[What is required]:
Set down the passage on EU fraud losses word for word, starting at "The crux of" and ending at "losses to them.".

[Exercise passage]:
▶

This figure is exponentially bigger than the European Commission’s own stated loss of €300 million.

The report from EPPO comes at time when serious questions are being asked about corruption and how EU institutions protect taxpayers’ money.

There is also a significant difference between the number of cases reported by EPPO and those reported by the EC and its watchdog, the European Anti-Fraud Office (OLAF).

The EU Chief Prosecutor Laura Codruța Kövesi said in a letter in July to Ilze Juhansone, Secretary General of the EC, that “the Commission did not know about the existence of more than 90 per cent of suspicions of fraud” that were hurting EU finances.

The reason being, she said, was that many of these cases were “under investigation by national prosecution services”.

The letter was made public at the request of investigative outlet Follow the Money. When other unreported cases of alleged fraud, which mainly damage the budgets of EU Member States, are included the total damage rises to an estimated €9.9 Billion.

The revelations come at a time when the EU is under serious scrutiny over how it protects itself and its taxpayers’ money against corruption.

They also come in the wake of the Qatargate scandal, in which several centre-left MEPs are alleged to have received hundred of thousands of euros in bribes.

They were allegedly paid in exchange for giving foreign countries influence in the EU’s law-making processes, and thus EU citizens’ confidence in the bloc’s integrity has significantly deteriorated.

According to a poll conducted by the European Parliament, only 35 per cent of Europeans were satisfied with the EU’s fight against corruption within. This was the lowest level recorded for any aspect of EU democracy included in the poll.

In March, a report was issued by the Court of Auditors (ECA), another of the EU’s corruption watchdogs, which stated that the EC had no way of guaranteeing that billions of euros given out from its joint Covid-19 fund were not being lost through fraud.

The crux of the issue was what the ECA called an “accountability gap”. This was the fact that the EC handed out money to Member States from its recovery fund and then merely relied on those nations to assure it that the funds were spent correctly.

The report noted “the EU’s executive did not plan to examine” how recipient countries would guarantee that EU-funded investment projects were in line with the bloc’s standards.

A similar dynamic has now played out with the EC and OLAF, which appear to have relied on Member States to report losses to them.

◀

[Data section]:
▶

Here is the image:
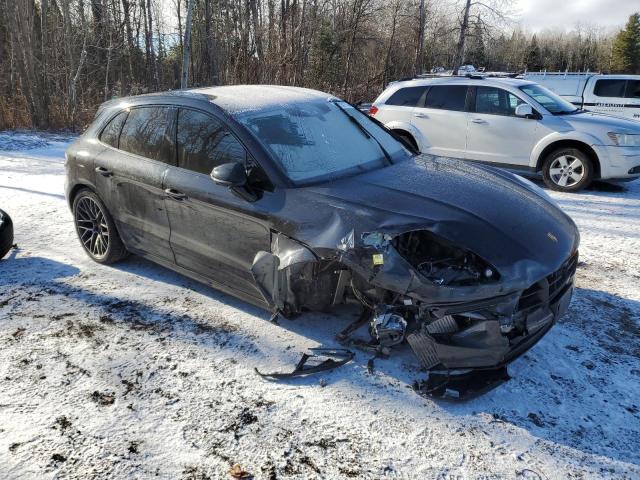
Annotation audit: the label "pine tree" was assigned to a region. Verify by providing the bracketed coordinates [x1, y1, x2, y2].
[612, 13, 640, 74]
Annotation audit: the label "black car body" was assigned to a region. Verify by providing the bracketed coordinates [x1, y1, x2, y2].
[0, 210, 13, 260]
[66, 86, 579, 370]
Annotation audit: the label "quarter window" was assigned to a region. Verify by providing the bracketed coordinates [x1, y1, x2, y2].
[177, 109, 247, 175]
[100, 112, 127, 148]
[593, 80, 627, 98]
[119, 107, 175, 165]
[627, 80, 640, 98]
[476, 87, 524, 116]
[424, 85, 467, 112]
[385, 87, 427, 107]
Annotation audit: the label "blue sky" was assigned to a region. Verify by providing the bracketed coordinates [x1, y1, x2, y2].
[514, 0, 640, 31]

◀
▶

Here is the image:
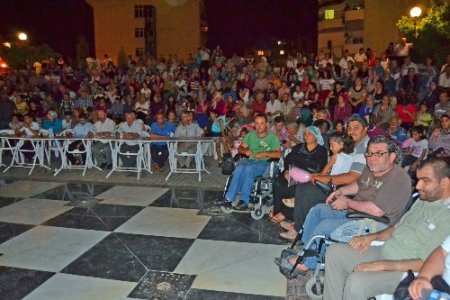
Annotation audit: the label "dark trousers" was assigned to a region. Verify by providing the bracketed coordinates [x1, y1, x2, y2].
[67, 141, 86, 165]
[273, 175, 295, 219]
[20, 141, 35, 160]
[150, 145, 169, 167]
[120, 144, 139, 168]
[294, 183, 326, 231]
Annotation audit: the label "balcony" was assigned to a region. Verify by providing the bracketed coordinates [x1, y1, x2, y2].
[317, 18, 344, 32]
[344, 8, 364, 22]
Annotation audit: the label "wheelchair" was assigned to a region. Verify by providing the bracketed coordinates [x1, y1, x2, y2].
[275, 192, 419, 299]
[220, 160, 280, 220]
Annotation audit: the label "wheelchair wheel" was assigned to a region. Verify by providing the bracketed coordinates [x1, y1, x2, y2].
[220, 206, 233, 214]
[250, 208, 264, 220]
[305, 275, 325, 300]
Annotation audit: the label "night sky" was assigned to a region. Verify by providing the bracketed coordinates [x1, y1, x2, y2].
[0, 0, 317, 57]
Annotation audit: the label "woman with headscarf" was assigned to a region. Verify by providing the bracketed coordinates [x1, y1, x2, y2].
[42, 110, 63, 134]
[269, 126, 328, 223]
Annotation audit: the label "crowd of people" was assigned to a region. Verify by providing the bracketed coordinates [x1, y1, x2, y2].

◀

[Answer section]:
The crux of the issue was what the ECA called an “accountability gap”. This was the fact that the EC handed out money to Member States from its recovery fund and then merely relied on those nations to assure it that the funds were spent correctly.

The report noted “the EU’s executive did not plan to examine” how recipient countries would guarantee that EU-funded investment projects were in line with the bloc’s standards.

A similar dynamic has now played out with the EC and OLAF, which appear to have relied on Member States to report losses to them.